▶ _Task_
Set down every entry once more, character for character.
··· Given entries ···
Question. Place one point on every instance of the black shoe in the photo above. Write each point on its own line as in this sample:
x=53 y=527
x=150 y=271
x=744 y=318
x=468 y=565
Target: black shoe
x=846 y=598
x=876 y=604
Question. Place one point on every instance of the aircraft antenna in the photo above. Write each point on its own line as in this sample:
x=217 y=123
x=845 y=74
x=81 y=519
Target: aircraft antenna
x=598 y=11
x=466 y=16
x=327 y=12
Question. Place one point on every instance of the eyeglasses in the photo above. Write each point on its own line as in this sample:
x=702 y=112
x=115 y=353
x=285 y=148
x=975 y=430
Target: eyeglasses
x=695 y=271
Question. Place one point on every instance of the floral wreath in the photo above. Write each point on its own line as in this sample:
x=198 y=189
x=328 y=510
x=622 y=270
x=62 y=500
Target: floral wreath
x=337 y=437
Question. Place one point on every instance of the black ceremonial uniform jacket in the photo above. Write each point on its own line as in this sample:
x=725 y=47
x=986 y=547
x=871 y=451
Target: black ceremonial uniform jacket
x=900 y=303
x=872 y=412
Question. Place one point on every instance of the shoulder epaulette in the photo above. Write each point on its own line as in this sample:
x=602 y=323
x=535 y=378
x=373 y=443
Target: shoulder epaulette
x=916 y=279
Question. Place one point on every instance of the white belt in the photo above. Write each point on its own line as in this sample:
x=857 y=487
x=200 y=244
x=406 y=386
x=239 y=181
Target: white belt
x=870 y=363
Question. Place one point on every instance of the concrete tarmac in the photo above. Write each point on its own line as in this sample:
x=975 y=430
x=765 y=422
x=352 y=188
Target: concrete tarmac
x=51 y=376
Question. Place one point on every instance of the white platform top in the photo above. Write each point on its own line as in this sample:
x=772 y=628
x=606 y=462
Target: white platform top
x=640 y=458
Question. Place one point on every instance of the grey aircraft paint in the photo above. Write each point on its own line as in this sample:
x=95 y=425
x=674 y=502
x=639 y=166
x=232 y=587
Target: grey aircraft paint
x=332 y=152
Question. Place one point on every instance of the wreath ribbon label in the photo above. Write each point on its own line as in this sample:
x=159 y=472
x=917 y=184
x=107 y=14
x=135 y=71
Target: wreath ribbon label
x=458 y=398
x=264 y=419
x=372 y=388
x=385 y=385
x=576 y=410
···
▶ _Reply_
Question. Place one point on every instance of the black shoe in the photo above. Write each point on its own line as in this sample:
x=53 y=527
x=150 y=271
x=744 y=318
x=468 y=565
Target: black shoe
x=846 y=598
x=876 y=604
Question. Place one point on every instance of the aircraft antenna in the photo above. Write each point on its own line as in this sample:
x=217 y=123
x=845 y=74
x=81 y=519
Target: aircraft antenna
x=598 y=11
x=466 y=16
x=327 y=12
Question. Place one point on every instance of the eyeglasses in the photo above. Write each point on its own line as in this sample:
x=702 y=112
x=115 y=353
x=285 y=148
x=975 y=430
Target: eyeglasses
x=695 y=271
Question. Place one point on every instance of the floral wreath in the photo above. Write each point on its own line as in this sample:
x=198 y=189
x=328 y=510
x=622 y=270
x=62 y=500
Target: floral wreath
x=337 y=437
Question. Place one point on every instance of the black ceremonial uniform jacket in the photo above. Write each point on its own line as in this sample:
x=725 y=47
x=986 y=547
x=871 y=451
Target: black ceremonial uniform jacket
x=900 y=303
x=872 y=412
Question. Place one point on every instance of the shoulder epaulette in the photo above. Write each point on its own line as in this sample:
x=602 y=323
x=535 y=378
x=373 y=443
Target: shoulder epaulette
x=916 y=279
Question. Place one point on every instance of the white belt in the photo above. Write each point on its own line as in this sample:
x=857 y=487
x=200 y=244
x=406 y=386
x=239 y=181
Target: white belt
x=870 y=363
Question. Place one point on every instance of the concrete tarmac in the photo above. Write each point on its own line as in this sample:
x=975 y=430
x=765 y=422
x=352 y=188
Target: concrete tarmac
x=51 y=376
Question. Place one point on every instance of the white platform top in the photo above. Write each point on its own line as in this sample:
x=772 y=628
x=606 y=462
Target: white platform top
x=640 y=458
Question. Place one point on every instance of the grey aircraft paint in the photo above. Write each point on its own line as in this sample:
x=95 y=425
x=674 y=502
x=639 y=166
x=232 y=587
Target: grey aircraft paint
x=332 y=152
Question. Place one point on every instance of the wreath ribbon label in the photo above. Write each point on its own line as in this sample:
x=159 y=472
x=917 y=184
x=107 y=14
x=135 y=71
Target: wreath ribbon label
x=458 y=398
x=264 y=419
x=372 y=388
x=385 y=385
x=576 y=410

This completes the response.